Stored data entries:
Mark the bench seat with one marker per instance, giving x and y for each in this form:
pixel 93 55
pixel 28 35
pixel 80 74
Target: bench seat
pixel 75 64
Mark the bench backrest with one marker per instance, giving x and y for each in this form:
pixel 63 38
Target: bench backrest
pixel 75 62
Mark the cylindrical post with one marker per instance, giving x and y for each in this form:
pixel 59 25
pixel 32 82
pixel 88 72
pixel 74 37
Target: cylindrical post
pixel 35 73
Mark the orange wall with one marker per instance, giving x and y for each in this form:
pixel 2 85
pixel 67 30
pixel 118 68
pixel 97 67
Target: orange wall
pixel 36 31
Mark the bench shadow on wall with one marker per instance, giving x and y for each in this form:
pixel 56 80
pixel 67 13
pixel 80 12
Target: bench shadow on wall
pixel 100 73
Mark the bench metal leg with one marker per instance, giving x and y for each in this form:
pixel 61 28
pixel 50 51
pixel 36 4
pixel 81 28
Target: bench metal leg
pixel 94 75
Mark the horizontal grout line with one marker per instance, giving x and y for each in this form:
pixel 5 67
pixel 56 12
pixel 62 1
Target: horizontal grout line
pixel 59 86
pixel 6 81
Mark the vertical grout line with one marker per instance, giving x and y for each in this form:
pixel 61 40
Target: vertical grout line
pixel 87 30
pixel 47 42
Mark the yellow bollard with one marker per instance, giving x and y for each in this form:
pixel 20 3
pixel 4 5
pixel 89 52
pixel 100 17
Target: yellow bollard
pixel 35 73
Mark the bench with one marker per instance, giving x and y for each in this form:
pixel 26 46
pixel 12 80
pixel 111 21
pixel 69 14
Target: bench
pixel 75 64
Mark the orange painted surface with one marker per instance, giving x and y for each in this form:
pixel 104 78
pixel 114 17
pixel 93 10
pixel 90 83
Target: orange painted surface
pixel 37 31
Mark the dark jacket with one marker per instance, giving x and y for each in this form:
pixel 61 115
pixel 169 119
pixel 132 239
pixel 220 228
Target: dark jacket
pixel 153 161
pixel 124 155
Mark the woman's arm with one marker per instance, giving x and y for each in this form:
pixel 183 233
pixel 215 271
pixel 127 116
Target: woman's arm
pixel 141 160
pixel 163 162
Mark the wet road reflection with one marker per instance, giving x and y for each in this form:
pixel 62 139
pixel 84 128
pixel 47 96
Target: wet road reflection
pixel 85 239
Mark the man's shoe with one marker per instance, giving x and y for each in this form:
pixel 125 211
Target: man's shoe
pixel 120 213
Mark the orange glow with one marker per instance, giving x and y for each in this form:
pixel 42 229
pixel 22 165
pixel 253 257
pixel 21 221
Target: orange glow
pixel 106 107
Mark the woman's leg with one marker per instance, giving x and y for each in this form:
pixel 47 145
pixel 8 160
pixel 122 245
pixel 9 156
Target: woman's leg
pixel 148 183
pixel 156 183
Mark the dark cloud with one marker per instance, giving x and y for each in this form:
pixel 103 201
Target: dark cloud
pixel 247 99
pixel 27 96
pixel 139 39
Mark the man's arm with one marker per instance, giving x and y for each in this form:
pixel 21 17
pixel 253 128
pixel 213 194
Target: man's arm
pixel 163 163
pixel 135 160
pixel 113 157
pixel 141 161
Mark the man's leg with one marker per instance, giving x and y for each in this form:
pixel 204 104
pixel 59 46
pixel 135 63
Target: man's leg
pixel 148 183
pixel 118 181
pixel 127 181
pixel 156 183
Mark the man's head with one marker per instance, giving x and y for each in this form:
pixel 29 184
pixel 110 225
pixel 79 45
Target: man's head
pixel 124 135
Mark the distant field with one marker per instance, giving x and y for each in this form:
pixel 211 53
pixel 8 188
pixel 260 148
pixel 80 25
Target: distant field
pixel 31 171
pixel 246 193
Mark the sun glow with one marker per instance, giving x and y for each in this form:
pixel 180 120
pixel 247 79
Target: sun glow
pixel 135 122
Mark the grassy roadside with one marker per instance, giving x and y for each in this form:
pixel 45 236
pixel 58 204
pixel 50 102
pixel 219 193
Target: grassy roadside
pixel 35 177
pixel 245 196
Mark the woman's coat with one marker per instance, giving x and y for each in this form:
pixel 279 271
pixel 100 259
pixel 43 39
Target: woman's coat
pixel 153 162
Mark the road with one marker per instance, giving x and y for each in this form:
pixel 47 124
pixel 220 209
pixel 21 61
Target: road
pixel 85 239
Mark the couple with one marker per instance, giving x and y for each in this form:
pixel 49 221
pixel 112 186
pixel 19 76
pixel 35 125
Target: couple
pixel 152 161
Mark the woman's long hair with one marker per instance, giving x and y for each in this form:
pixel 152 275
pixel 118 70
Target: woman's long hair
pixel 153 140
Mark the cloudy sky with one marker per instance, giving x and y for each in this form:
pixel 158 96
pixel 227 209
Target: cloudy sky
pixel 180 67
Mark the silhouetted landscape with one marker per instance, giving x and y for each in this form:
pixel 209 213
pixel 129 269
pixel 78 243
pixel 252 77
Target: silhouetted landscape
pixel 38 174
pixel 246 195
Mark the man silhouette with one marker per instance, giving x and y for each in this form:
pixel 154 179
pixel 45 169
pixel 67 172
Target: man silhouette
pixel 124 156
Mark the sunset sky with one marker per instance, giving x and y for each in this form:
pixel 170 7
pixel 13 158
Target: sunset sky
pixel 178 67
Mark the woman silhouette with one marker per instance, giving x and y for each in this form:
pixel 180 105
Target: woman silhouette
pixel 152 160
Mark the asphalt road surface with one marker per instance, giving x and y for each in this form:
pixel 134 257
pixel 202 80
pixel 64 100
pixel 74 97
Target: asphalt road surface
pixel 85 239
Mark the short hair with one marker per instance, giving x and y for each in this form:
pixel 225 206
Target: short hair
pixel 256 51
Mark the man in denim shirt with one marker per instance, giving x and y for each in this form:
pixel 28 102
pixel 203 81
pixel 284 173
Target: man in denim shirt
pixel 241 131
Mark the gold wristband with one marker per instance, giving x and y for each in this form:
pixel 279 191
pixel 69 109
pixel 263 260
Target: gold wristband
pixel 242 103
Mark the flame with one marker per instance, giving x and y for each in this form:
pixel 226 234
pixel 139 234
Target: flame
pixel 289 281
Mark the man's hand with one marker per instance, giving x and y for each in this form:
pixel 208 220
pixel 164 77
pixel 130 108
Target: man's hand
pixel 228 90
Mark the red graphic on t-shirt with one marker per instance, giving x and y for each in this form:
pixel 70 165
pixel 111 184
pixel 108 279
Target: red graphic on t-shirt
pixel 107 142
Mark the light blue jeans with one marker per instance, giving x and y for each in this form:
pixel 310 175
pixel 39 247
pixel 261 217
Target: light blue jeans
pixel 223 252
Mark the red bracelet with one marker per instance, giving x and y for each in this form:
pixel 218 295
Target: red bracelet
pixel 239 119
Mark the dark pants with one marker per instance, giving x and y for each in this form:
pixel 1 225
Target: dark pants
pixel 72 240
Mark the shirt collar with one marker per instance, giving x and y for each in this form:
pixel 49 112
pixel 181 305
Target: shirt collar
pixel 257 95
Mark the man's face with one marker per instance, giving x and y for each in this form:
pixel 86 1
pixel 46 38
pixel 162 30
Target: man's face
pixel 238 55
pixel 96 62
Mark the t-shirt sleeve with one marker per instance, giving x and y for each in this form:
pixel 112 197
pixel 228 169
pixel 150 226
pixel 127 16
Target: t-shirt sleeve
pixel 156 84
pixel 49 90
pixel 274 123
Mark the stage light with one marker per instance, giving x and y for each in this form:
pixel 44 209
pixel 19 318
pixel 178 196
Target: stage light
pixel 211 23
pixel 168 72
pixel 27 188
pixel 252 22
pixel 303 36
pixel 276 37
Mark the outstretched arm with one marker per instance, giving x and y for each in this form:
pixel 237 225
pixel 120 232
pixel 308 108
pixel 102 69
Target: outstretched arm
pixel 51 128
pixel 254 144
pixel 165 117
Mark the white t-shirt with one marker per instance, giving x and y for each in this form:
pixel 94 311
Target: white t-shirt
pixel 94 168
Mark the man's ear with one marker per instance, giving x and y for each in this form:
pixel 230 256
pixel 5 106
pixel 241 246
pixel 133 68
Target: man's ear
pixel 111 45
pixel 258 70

ACTIVITY: From the data above, output only the lines between the line containing "Target: shirt collar" and the line containing "pixel 230 256", inclusive, exactly as written.

TASK SOLUTION:
Target: shirt collar
pixel 257 95
Mark the man's face with one marker per instance, giving x and y for each in this form:
pixel 86 1
pixel 46 38
pixel 162 30
Target: man's face
pixel 238 55
pixel 96 62
Mark the t-shirt sleeve with one marker per instance, giving x and y for each in this form:
pixel 112 197
pixel 228 169
pixel 150 226
pixel 127 16
Target: t-shirt sleeve
pixel 156 84
pixel 49 90
pixel 274 123
Mark the stage light with one marker per instance, giving x and y for each in this form:
pixel 44 209
pixel 19 318
pixel 178 196
Target: stage light
pixel 211 23
pixel 168 72
pixel 27 188
pixel 252 22
pixel 303 36
pixel 276 37
Mark the outstretched arm with one marker per instance, giving x and y for each in this form:
pixel 237 225
pixel 120 232
pixel 308 108
pixel 102 69
Target: outstretched arm
pixel 51 128
pixel 254 144
pixel 165 117
Mark the white t-shirt with one marker per instance, giving x and y for each in this form:
pixel 94 311
Target: white t-shirt
pixel 94 168
Mark the man's ear with one marker per instance, giving x and y for each in this form:
pixel 230 256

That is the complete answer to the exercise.